» Exercise details: If an entry below holds a picture, leave the picture out and print the rest exactly.

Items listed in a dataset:
----

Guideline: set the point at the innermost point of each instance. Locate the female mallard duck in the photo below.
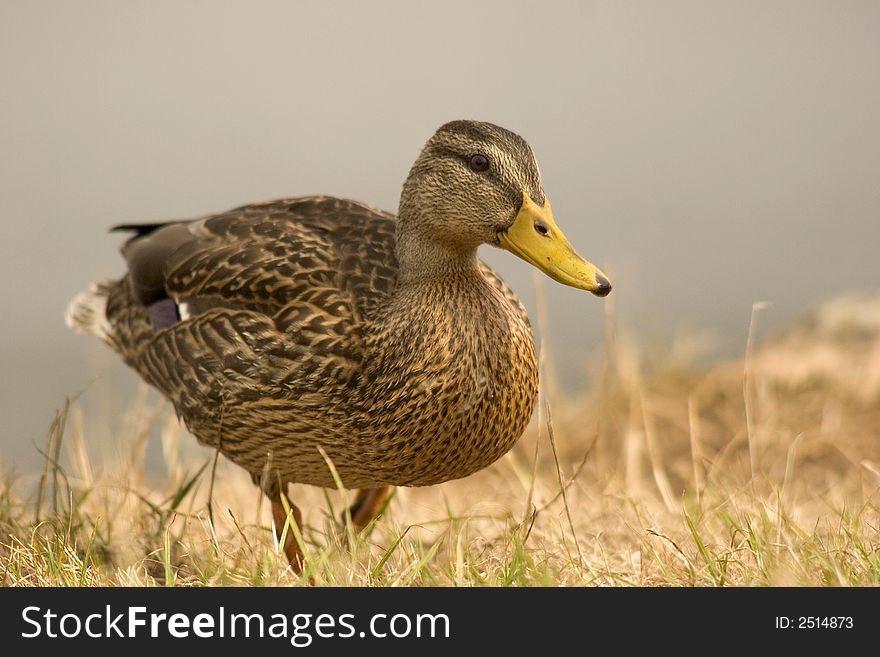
(290, 330)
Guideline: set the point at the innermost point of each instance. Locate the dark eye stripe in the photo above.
(478, 162)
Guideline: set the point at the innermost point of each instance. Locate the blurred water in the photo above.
(706, 154)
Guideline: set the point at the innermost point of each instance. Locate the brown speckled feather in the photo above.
(294, 335)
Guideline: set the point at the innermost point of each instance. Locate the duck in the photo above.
(318, 340)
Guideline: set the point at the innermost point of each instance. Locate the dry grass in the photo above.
(763, 472)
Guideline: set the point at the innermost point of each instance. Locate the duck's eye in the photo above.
(478, 163)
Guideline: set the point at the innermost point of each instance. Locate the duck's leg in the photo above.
(279, 517)
(367, 505)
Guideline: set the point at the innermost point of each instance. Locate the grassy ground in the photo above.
(764, 471)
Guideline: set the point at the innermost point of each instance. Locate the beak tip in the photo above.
(603, 286)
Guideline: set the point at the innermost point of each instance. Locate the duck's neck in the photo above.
(421, 259)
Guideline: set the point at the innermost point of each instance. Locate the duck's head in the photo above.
(476, 183)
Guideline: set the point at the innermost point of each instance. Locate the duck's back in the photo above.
(253, 322)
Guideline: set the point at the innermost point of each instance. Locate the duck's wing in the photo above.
(265, 256)
(254, 302)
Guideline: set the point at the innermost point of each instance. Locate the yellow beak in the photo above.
(535, 237)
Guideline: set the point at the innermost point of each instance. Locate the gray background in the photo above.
(706, 154)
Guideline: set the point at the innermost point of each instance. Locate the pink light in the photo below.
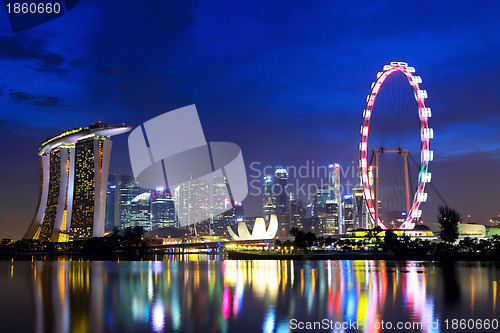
(420, 96)
(226, 303)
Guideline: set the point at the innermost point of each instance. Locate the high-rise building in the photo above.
(349, 208)
(191, 201)
(334, 183)
(111, 203)
(282, 211)
(281, 178)
(140, 211)
(269, 198)
(331, 219)
(74, 170)
(162, 209)
(127, 189)
(297, 212)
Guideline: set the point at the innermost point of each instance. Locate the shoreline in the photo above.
(246, 255)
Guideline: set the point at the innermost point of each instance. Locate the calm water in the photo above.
(202, 295)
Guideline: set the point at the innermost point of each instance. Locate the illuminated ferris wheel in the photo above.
(369, 172)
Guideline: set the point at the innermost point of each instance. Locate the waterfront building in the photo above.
(349, 208)
(74, 169)
(111, 203)
(269, 198)
(162, 209)
(297, 212)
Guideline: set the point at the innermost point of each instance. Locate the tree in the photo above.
(448, 218)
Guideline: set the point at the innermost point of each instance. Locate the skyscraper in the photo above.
(269, 198)
(110, 203)
(74, 170)
(334, 183)
(349, 212)
(162, 209)
(279, 190)
(297, 212)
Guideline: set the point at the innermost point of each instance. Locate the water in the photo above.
(206, 295)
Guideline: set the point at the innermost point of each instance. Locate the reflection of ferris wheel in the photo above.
(370, 191)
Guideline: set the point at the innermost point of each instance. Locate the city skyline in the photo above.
(285, 83)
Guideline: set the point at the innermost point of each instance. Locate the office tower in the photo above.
(297, 212)
(359, 207)
(331, 218)
(281, 178)
(110, 203)
(282, 211)
(220, 203)
(349, 212)
(74, 170)
(334, 183)
(191, 203)
(322, 195)
(127, 190)
(162, 209)
(269, 198)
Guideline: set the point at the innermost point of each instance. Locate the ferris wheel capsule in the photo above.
(427, 133)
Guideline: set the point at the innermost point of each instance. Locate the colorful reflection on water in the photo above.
(201, 295)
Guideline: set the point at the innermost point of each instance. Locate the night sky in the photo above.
(285, 80)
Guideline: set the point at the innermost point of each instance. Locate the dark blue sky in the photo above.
(286, 80)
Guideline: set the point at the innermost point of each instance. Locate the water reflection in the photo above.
(249, 296)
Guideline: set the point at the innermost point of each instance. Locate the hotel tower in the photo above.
(74, 170)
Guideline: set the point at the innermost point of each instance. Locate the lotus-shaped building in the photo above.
(259, 230)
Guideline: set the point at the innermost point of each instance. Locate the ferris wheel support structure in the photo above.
(426, 134)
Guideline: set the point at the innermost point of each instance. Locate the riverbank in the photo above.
(359, 255)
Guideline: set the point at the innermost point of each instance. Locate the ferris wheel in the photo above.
(370, 187)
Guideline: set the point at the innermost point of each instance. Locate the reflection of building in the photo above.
(74, 170)
(276, 200)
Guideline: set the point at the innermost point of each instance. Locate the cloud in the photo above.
(35, 51)
(21, 97)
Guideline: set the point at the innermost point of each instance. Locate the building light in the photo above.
(422, 197)
(426, 112)
(416, 213)
(427, 133)
(416, 79)
(425, 177)
(427, 155)
(422, 94)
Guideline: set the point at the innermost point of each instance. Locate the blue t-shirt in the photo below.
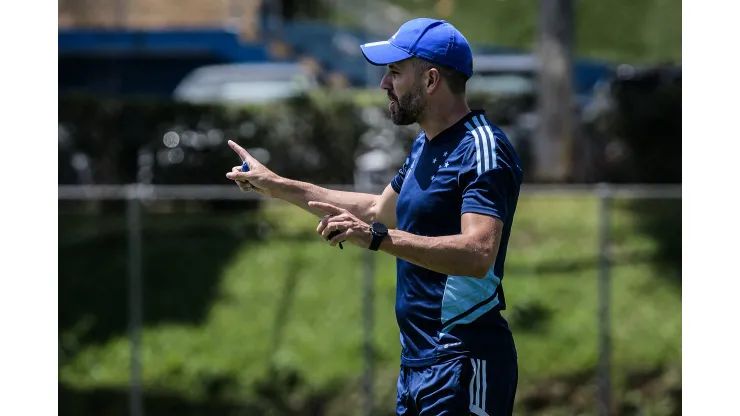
(469, 167)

----

» Written solution:
Guideline: set the point at the innermost point of each instance. Locate the female mallard duck in the photo below.
(290, 330)
Guideline: set the point at the innermost point of each instance. Locate the dark eye stripe in the photo above.
(478, 162)
Guideline: set the point at the innermost point of each instance. Locate the blurred water in the photo above.
(706, 154)
Guideline: set the point at the innermost point of each instance. Locate the brown speckled feather in the photo above.
(294, 335)
Guideline: set the point at the innermost point of each instance. Locate the duck in the photo above.
(318, 340)
Guideline: set the point at the innermost point of each instance. Locate the dry grass in the photo above.
(763, 472)
Guideline: set the point at the innermost point of each instance. Locate the duck's eye in the photo above.
(478, 163)
Guideline: set the point at the innermost point of each instance. Locate the duck's leg in the photo above.
(279, 517)
(367, 505)
Guideline: set the point at the innermost point of each instance. Locate the grassy ground in the photo above.
(764, 471)
Guideline: set the point at the innermost point of each instance. Locate the beak tip in the photo above.
(603, 286)
Guideline: set the point at the innermost point of each instance. Locate the duck's neck in the photo above.
(421, 259)
Guideline: set the point at the innermost point of each instance. Locate the duck's head in the photo above.
(476, 183)
Guideline: set the point at the innermost point of each instance. Locate the duck's back in the photo above.
(253, 322)
Guideline: set the point at the innermost point of each instance. Locate the duck's wing in the photo above.
(265, 256)
(254, 302)
Guideline: set the point at the innermost point of each instance. Locate the yellow beak in the photo above.
(535, 237)
Guideline: set the point at the innermost point of each instance. Locate the gray background in the photo above.
(706, 154)
Guideline: set the point at the innermost point of each instance. Locate the pink light in the photo below.
(420, 96)
(226, 303)
Guideline: set the point at the innermost point of each instance. Locate the high-rise building in the photo above.
(349, 208)
(191, 201)
(334, 183)
(111, 203)
(282, 211)
(281, 178)
(140, 211)
(269, 198)
(331, 219)
(74, 170)
(162, 209)
(127, 189)
(297, 212)
Guideline: set the point at the innermost point of each instance. Locate the shoreline in the photo above.
(246, 255)
Guideline: set the point at the innermost point of each instance. Locate the calm water in the photo above.
(202, 295)
Guideline: set the point at the innermost point of each instance. Locate the illuminated ferris wheel in the photo above.
(369, 172)
Guideline: set the point at the innermost point of each instance. Locate the waterfront building in the photo above.
(349, 208)
(74, 169)
(111, 203)
(269, 198)
(162, 209)
(297, 212)
Guideline: set the point at the innermost point of each instance. Locate the tree in the photo above.
(448, 218)
Guideline: set the point at the innermost point of each instance. Locate the skyscraper in the photo above.
(269, 198)
(110, 203)
(74, 170)
(334, 183)
(349, 212)
(162, 209)
(279, 190)
(297, 212)
Guideline: set the point at the innermost point of each instance. Locate the water in the photo above.
(206, 295)
Guideline: set the point at the innermost point of each instance. Locate the reflection of ferris wheel in the photo above.
(370, 191)
Guideline: set the point at the innermost point of each instance. Locate the city skyline in the photo above.
(285, 83)
Guideline: set the point at the innermost point of each instance. Locate the office tower in the photo above.
(297, 212)
(359, 207)
(331, 218)
(281, 178)
(110, 203)
(282, 211)
(220, 203)
(349, 212)
(74, 170)
(334, 183)
(191, 203)
(322, 195)
(127, 190)
(162, 209)
(269, 198)
Guideline: set the point at the innermost point of each instance. Locate the ferris wheel capsule in the photo above.
(427, 133)
Guideline: set the point at the innermost point of each instance. Locate the colorful reflection on water in the photo above.
(201, 295)
Guideline: set the point at the innermost point of each instance. Locate the night sky in the photo above.
(285, 80)
Guideline: set the point at the innermost point of each instance. Locate the dark blue sky in the photo above.
(286, 80)
Guideline: set the point at the innermost point of each instance. Locate the water reflection in the photo above.
(249, 296)
Guideline: set the point at the innermost point of each instance. Locate the hotel tower in the photo above.
(74, 170)
Guideline: set the point at the innermost point of each instance. Locate the lotus-shaped building in the photo above.
(259, 230)
Guideline: set the point at the innermost point of each instance. Locate the ferris wheel support structure in the photo above.
(426, 134)
Guideline: set the point at the innermost point of each instance. Locate the riverbank in the photo above.
(359, 255)
Guideline: set the point at the innermost point of each instance. Locate the ferris wheel in the photo above.
(370, 187)
Guideline: set the point at the innermost point of each instance. Locate the reflection of building in the photo above.
(74, 170)
(276, 200)
Guideline: set the point at the innermost point of each instance. Locate the cloud in the photo above.
(35, 51)
(21, 97)
Guideline: set the point at the innermost point of each instance. Locate the building light in the photo above.
(422, 197)
(426, 112)
(416, 213)
(427, 133)
(416, 79)
(425, 177)
(427, 155)
(422, 94)
Guideline: set the point at the innermost point of each instance. Locate the blue t-shirt in the photo below.
(469, 167)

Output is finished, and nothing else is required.